### TEXTE FOURNI
..............................

Il y a quelques semaines, j’ai eu la chance de visiter certains des espaces cachés du château de Versailles grâce à l’association des Amis de Versailles. Des pièces situées en retrait des appartements officiels des souverains, et parfois même de leurs cabinets privés, que vous pouvez explorer, vous aussi, grâce à la visite guidée intitulée «Les Lieux cachés de Versailles», disponible sur réservation sur le site du château.
Portes dérobées, passages secrets, entresols ou escaliers privés, on grimpe, on se baisse, on bifurque… et on s’émerveille surtout de pouvoir accéder à des espaces personnels et méconnus du grand public, où sont parfois nées les petites histoires qui ont bousculé la grande. Loin du faste des grands appartements, qui marquent une réelle distance entre le public et les souverains, on pénètre ici le quotidien intime des rois et reines qui ont habités Versailles, à tel point qu’on ne serait presque pas surpris d’y croiser Louis XV, Louis XVI ou Marie-Antoinette.
De l’appartement intérieur du Roi, à son petit appartement, en passant par les cabinets intérieurs de la Reine, nombreux sont les espaces qui échappent aujourd’hui au parcours de visite standard du château, comme ils échappaient aussi, bien souvent, aux visiteurs et courtisans l’époque. Il faut ainsi savoir qu’au-delà des pièces d’apparat que l’on connaît toutes et tous, se cache un deuxième Versailles plus privé, destinés au roi comme à la reine et leurs proches.
L’appartement intérieur du Roi, tout d’abord, est situé au premier étage de l’aile Nord du château, à l’arrière des salons officiels. Bâti par Louis XIV en 1682 pour accueillir ses collections privées (bijoux, médailles, œuvres d’art), cet appartement intérieur est réaménagé dès 1735 par son successeur, Louis XV. Moins adeptes de la vie publique dictée par l’étiquette, il fait créer par son architecte Ange-Jacques Gabriel de véritables espaces de vie privés où il peut lire, travailler en toute discrétion, seul ou avec ses conseillers; mais aussi recevoir une société choisie pour des parties de jeux, des moments de discussion intimes ou des soupers en petit comité. Par de simples portes ou d’étroits passages, le souverain passe ainsi rapidement des salons d’apparat, régies par le protocole, à ses pièces privatives, où il se sent plus libre.

..............................

### CONSIGNE 1
Dans les enregistrements, remplacez « mark the region » par « outline the area » entre la ligne qui contient « Find the black glove; » et la fin des enregistrements, les deux comprises. Redonnez uniquement ces lignes, sans les images.

### DONNÉES DE L'EXERCICE
..............................

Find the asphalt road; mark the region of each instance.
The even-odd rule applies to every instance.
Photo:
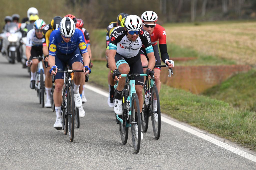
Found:
[[[86,114],[70,142],[54,128],[55,112],[39,104],[27,70],[2,56],[0,68],[0,169],[256,168],[255,162],[162,122],[159,139],[150,124],[135,153],[130,130],[122,143],[107,98],[87,89]]]

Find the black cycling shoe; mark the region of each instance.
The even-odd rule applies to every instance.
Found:
[[[30,88],[32,89],[35,89],[35,80],[31,80],[30,81]]]

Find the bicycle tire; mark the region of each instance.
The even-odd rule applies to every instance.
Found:
[[[64,88],[64,87],[63,88]],[[64,88],[63,90],[63,94],[62,95],[62,106],[61,106],[62,110],[63,111],[62,113],[62,128],[64,130],[64,134],[66,135],[68,134],[68,119],[66,115],[66,105],[67,104],[65,103],[66,101],[66,89]]]
[[[77,128],[79,128],[80,127],[80,118],[79,117],[79,110],[78,108],[76,108],[75,113],[76,126]]]
[[[45,82],[44,81],[44,72],[43,70],[40,71],[40,97],[42,104],[42,107],[45,106]]]
[[[161,110],[160,108],[160,101],[159,95],[158,94],[157,89],[155,85],[154,85],[151,88],[151,94],[152,103],[151,120],[152,122],[152,126],[155,138],[156,139],[158,139],[160,137],[160,133],[161,132]],[[157,106],[156,108],[157,109],[156,111],[154,111],[154,106],[153,101],[155,100],[154,99],[155,98],[156,98],[156,101],[157,104]],[[155,115],[155,114],[156,114],[156,115]],[[158,119],[158,121],[157,122],[155,121],[156,119],[155,117],[156,116],[157,116],[157,117]]]
[[[130,119],[130,123],[131,125],[131,130],[132,138],[132,140],[133,145],[135,153],[137,153],[140,151],[141,145],[141,114],[140,113],[140,103],[138,95],[136,93],[133,93],[132,95],[131,102],[132,104],[130,108],[132,112],[131,118]],[[135,113],[135,103],[136,102],[136,110],[137,112],[139,111],[138,113]],[[137,129],[135,129],[135,127],[137,127]],[[137,138],[136,137],[136,134],[138,133]]]
[[[146,81],[146,82],[147,81]],[[142,114],[141,114],[141,127],[142,131],[144,132],[146,132],[147,131],[147,128],[148,127],[148,116],[147,114],[148,111],[147,107],[148,106],[146,105],[146,102],[145,101],[145,98],[144,97],[145,92],[147,90],[146,87],[146,85],[145,83],[143,87],[142,91],[142,96],[143,98],[143,106],[144,108],[142,107]]]
[[[75,127],[75,101],[74,91],[72,86],[68,88],[67,94],[67,109],[68,122],[69,136],[70,141],[73,141]]]
[[[124,145],[126,145],[127,143],[129,130],[129,128],[126,127],[126,122],[127,121],[128,113],[125,101],[126,101],[127,98],[125,93],[125,91],[124,93],[123,93],[122,95],[122,98],[123,99],[122,104],[123,110],[122,118],[124,121],[123,122],[119,122],[119,123],[121,139],[122,141],[122,143]]]

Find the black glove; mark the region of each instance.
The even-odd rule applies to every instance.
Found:
[[[153,77],[153,76],[154,75],[154,73],[155,73],[155,72],[154,71],[151,70],[151,69],[147,69],[147,71],[146,72],[146,74],[147,75],[147,76],[149,75],[150,76],[150,77]]]
[[[119,72],[118,69],[116,69],[113,72],[113,75],[112,75],[112,78],[113,78],[113,79],[115,79],[115,77],[116,76],[117,76],[117,77],[119,78],[119,75],[121,75],[121,73]]]

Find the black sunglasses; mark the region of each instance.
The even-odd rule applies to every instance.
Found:
[[[143,25],[146,27],[147,28],[148,28],[150,27],[151,28],[153,28],[154,27],[156,26],[155,24],[143,24]]]

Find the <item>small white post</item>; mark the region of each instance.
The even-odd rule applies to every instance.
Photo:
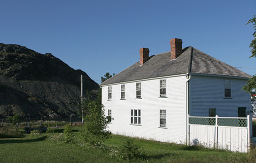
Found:
[[[250,150],[250,115],[248,115],[247,117],[247,152],[249,152]]]
[[[187,116],[187,140],[186,145],[190,145],[189,114]]]
[[[215,132],[214,134],[214,144],[216,149],[218,149],[218,115],[215,116]]]
[[[81,107],[82,109],[82,124],[83,124],[83,75],[81,75]]]

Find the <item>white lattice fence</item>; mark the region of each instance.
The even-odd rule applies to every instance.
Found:
[[[188,142],[207,147],[246,152],[250,145],[250,118],[188,116]]]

..............................

### CONSIGNE 2
Recopiez le passage du texte sur Versailles qui va de « De l’appartement intérieur » à « et leurs proches. », les deux inclus.

### BONNE RÉPONSE 1
Find the black glove; outline the area of each instance.
The even-odd rule applies to every instance.
Found:
[[[153,77],[153,76],[154,75],[154,73],[155,73],[155,72],[154,71],[151,70],[151,69],[147,69],[147,71],[146,72],[146,74],[147,75],[147,76],[149,75],[150,76],[150,77]]]
[[[119,72],[118,69],[116,69],[113,72],[113,75],[112,75],[112,78],[113,78],[113,79],[115,79],[115,77],[116,76],[117,76],[117,77],[119,78],[119,75],[121,75],[121,73]]]

Find the black sunglasses; outline the area of each instance.
The even-odd rule applies to every instance.
Found:
[[[143,25],[146,27],[147,28],[148,28],[150,27],[151,28],[153,28],[154,27],[156,26],[155,24],[143,24]]]

Find the <item>small white post</item>; outline the area of each instance.
The even-odd rule applies to every instance.
Photo:
Found:
[[[250,150],[250,115],[248,115],[247,117],[247,152],[249,152]]]
[[[187,116],[187,140],[186,145],[190,145],[189,114]]]
[[[215,132],[214,134],[214,144],[216,149],[218,149],[218,115],[215,116]]]
[[[81,107],[82,109],[82,124],[83,124],[83,75],[81,75]]]

Find the <item>white lattice fence</item>; outline the area of each instance.
The even-odd rule applies to every instance.
Found:
[[[188,142],[207,147],[246,152],[250,145],[250,118],[188,116]]]

### BONNE RÉPONSE 2
De l’appartement intérieur du Roi, à son petit appartement, en passant par les cabinets intérieurs de la Reine, nombreux sont les espaces qui échappent aujourd’hui au parcours de visite standard du château, comme ils échappaient aussi, bien souvent, aux visiteurs et courtisans l’époque. Il faut ainsi savoir qu’au-delà des pièces d’apparat que l’on connaît toutes et tous, se cache un deuxième Versailles plus privé, destinés au roi comme à la reine et leurs proches.